**DOCUMENT TEXT**
* BEGIN *

V6 replica digests errors?

danieln · Post by **danieln** » Dec 02, 2011 6:05 pm this post

Hi,

I've reseeded twice the VMs for DR. Now, after making some changes, throws up some errors and I am not really prepared to reseed the whole stuff all over again.
Anyone has an idea what is happening?

The replication goes through as normal up to the end when I receive "Failed to process [saveDiskDigestsCli]".

Any help please... I was just ready to re deploy the DR, now it looks I will have to re seed.

Thank you,
Daniel.

Post by **tsightler** » Dec 02, 2011 6:47 pm this post

I would highly suggest opening a support case to investigate, however, with V6, even in the absolute worst case (seed data corrupted) you can always simply create a new job and map to the existing replica on the remote target. In other words, as long as the remote replica still exist in some form, it can always be re-used as a seed.

danieln · Post by **danieln** » Dec 02, 2011 7:07 pm this post

Hi,

I just did that, I do not hope a quick answer as V6 probably caused a lot of tickets to be opened.

* END *

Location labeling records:
* BEGIN *

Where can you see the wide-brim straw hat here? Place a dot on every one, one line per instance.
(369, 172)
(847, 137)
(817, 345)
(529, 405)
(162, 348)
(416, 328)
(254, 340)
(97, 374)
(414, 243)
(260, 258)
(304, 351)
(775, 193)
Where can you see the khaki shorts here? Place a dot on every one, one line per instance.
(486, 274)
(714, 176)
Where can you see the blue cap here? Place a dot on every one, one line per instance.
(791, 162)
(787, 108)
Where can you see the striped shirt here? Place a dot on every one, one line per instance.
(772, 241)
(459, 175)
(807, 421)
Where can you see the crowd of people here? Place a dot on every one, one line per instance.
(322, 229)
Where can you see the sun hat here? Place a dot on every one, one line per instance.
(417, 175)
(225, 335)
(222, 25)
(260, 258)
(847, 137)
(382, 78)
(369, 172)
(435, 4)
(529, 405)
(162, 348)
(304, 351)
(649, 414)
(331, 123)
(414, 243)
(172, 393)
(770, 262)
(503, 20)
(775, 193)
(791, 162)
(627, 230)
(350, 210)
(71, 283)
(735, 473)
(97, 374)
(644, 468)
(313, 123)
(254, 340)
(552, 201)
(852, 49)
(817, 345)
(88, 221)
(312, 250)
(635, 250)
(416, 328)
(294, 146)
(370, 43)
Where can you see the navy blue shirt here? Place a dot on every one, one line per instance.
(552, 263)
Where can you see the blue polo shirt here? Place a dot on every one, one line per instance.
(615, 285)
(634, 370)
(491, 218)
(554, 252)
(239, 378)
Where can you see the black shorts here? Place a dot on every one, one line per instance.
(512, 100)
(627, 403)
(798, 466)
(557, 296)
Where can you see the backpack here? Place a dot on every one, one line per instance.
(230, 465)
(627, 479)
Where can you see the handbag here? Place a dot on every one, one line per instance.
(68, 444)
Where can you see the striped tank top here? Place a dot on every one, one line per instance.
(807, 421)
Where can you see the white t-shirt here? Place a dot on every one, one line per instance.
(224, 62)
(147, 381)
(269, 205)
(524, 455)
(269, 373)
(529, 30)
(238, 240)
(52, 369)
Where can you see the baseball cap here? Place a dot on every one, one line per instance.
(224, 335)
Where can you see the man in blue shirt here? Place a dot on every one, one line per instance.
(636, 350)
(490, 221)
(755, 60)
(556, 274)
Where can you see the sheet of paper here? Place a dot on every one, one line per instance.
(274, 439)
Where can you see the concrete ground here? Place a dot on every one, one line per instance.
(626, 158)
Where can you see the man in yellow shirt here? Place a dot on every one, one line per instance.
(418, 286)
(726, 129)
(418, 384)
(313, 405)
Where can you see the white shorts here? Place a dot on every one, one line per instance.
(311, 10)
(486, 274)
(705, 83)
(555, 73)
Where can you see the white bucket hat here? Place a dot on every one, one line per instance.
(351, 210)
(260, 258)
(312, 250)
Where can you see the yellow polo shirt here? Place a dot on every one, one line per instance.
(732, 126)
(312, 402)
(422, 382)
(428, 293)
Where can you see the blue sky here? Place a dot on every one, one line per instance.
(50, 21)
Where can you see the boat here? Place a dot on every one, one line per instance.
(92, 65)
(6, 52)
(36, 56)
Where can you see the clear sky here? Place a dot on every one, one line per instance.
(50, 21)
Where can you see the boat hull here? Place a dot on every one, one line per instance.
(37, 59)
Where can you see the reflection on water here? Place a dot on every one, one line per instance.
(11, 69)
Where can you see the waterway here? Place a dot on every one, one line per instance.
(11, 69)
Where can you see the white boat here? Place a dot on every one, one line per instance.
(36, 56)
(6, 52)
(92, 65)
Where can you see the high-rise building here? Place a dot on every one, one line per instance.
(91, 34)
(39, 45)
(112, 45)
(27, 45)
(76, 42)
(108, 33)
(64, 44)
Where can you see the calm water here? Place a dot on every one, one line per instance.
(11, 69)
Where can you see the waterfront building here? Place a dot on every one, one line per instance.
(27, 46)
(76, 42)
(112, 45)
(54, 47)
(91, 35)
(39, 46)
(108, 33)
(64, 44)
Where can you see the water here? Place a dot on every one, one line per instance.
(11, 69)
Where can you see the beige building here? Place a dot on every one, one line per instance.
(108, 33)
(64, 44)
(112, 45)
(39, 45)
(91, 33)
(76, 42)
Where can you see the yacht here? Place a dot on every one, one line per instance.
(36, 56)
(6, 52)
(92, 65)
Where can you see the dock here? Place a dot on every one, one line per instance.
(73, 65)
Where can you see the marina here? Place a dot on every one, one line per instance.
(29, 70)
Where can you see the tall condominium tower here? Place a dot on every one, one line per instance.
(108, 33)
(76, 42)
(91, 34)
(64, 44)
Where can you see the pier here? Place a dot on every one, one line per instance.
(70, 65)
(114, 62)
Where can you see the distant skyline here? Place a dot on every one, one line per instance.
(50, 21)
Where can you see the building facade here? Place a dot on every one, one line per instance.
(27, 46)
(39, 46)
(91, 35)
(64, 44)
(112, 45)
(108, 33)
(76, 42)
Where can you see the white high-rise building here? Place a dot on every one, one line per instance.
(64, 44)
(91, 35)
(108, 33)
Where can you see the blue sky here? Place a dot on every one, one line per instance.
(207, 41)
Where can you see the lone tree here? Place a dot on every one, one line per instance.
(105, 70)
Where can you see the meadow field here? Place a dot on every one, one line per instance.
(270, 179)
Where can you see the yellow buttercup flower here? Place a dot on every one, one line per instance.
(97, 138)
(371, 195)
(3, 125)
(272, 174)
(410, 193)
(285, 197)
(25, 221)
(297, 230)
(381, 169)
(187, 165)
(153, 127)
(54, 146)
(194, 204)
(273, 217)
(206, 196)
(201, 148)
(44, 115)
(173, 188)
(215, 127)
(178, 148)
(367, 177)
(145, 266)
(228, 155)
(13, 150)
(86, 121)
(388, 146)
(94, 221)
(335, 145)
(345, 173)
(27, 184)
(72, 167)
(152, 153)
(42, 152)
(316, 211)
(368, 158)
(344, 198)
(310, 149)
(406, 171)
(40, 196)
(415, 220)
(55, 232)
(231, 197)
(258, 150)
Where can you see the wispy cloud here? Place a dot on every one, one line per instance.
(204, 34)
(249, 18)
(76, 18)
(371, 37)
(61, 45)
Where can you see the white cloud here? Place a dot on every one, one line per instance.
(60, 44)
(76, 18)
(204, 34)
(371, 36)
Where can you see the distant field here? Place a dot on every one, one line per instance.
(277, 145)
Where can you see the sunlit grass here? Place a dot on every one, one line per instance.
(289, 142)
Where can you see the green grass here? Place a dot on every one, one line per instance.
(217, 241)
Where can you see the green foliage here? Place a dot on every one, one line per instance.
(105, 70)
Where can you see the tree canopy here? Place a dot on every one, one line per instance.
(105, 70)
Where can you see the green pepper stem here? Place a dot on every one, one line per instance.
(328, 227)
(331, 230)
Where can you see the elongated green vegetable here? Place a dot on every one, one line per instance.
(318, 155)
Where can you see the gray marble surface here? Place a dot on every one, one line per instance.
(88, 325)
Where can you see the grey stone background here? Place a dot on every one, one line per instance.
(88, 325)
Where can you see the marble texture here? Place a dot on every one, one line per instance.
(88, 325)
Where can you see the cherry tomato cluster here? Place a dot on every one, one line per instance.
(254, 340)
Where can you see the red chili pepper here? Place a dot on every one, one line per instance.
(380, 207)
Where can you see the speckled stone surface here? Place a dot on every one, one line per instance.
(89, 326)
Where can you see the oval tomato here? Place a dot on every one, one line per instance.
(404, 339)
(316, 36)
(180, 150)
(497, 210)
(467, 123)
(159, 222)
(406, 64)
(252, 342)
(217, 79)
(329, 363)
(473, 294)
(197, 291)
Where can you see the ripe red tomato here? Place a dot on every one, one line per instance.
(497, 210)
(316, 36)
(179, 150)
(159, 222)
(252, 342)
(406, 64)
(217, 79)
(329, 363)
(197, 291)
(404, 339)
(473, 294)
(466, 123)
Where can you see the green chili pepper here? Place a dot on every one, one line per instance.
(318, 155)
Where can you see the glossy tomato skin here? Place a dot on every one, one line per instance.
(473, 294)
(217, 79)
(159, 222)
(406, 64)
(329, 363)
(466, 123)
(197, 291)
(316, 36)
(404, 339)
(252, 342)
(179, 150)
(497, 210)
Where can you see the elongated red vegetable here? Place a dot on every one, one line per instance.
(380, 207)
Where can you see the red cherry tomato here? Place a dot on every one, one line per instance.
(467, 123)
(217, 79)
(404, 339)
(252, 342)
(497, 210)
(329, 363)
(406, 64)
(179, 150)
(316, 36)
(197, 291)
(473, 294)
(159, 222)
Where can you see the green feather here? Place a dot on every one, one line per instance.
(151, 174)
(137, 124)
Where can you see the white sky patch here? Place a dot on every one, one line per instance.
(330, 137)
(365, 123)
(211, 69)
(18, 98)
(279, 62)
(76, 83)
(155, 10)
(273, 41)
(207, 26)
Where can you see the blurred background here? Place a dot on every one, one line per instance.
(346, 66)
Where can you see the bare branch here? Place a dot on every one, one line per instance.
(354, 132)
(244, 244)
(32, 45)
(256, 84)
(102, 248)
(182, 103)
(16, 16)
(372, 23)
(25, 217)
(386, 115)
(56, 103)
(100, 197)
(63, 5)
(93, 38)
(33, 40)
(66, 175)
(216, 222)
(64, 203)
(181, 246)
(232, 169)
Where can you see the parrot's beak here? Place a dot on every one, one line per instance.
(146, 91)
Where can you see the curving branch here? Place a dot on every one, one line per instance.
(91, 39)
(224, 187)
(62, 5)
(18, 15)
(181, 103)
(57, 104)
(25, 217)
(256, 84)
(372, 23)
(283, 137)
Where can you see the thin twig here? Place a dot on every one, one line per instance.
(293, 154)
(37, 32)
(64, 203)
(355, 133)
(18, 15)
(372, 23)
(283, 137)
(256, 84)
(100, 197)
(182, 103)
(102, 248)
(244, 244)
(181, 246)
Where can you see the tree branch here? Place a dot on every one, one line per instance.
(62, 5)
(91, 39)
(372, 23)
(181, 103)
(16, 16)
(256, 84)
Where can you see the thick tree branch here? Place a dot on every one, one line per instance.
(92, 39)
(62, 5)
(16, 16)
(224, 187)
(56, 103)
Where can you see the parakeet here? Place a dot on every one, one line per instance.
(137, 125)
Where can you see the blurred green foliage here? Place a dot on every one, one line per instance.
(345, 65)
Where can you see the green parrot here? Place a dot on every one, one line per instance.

* END *

**EXERCISES**
- 1) Answer these from the forum thread:
(a) What message does danieln receive at the end of the replication?
(b) According to tsightler, what can be done even in the worst case where the seed data is corrupted?
(c) How many times had danieln reseeded the VMs for DR?
- 2) Quote the forum thread word for word between "Any help please..." and "re-used as a seed.", inclusive.
Rely only on the forum thread when responding.

**OUTPUTS BY TASK**
- 1)
(a) "Failed to process [saveDiskDigestsCli]"
(b) A new job can be created and mapped to the existing replica on the remote target.
(c) Twice

- 2)
Any help please... I was just ready to re deploy the DR, now it looks I will have to re seed.

Thank you,
Daniel.

Post by **tsightler** » Dec 02, 2011 6:47 pm this post

I would highly suggest opening a support case to investigate, however, with V6, even in the absolute worst case (seed data corrupted) you can always simply create a new job and map to the existing replica on the remote target. In other words, as long as the remote replica still exist in some form, it can always be re-used as a seed.